Text passage:
14 | 3. BBHO will pass the index of the evaluation number `bbf_evaluation_i`, the total evaluation number `bbf_evaluation_n` and finally a list of the hyper parameters `next_input`. You can choose to do nothing with `bbf_evaluation_i` and `bbf_evaluation_n`, however they are meant to be used to print the progress of the optimizer. 
15 | 4. Use the `next_input` variable as the inputs to whatever problem you are trying to optimize. In my case, I might have a keras neural network that assigns the mini batch size and learning rate like `mini_batch_size, learning_rate = next_input`, where in this case `next_input = [some_mini_batch_size_value, some_learning_rate_value]`
16 | 5. After you have fed this input in, just make sure that your handler returns a scalar. In my configurer for lira, I get the validation accuracy and then use `np.mean(config_output)` to get one value representing how well the inputs performed. I then return it, and so my handler's evaluate method only needs 4 lines.

Stored items from a collection:
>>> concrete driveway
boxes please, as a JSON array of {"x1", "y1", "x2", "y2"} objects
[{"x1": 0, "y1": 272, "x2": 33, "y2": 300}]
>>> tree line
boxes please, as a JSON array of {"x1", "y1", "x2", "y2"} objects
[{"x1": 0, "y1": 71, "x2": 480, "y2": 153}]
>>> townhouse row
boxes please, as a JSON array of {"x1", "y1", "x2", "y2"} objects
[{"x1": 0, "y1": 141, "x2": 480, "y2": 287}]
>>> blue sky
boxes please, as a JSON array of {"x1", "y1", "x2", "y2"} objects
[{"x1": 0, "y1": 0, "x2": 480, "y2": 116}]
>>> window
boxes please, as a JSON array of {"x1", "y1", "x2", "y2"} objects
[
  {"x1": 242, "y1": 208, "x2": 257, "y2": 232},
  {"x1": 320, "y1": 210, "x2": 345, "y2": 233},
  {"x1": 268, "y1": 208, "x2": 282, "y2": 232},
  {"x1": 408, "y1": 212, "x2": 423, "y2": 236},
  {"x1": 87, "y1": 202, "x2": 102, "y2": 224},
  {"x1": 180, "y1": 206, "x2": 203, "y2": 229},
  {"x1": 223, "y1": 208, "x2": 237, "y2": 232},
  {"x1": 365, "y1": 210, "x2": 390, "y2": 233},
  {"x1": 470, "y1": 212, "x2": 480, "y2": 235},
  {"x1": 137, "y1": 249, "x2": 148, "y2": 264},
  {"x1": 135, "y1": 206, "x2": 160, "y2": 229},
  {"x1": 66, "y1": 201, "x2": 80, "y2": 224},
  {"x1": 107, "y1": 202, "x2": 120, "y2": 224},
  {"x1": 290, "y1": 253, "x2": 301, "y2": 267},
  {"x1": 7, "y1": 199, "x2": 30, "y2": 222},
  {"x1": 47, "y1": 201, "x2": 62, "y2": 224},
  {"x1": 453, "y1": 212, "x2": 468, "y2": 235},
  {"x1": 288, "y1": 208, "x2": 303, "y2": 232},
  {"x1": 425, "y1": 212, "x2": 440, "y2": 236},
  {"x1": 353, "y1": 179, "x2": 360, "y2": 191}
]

Job:
According to the text about BBHO, what kind of value must the handler return? These items have no connection to the text about BBHO.

Answer to the exercise:
The handler must return a scalar.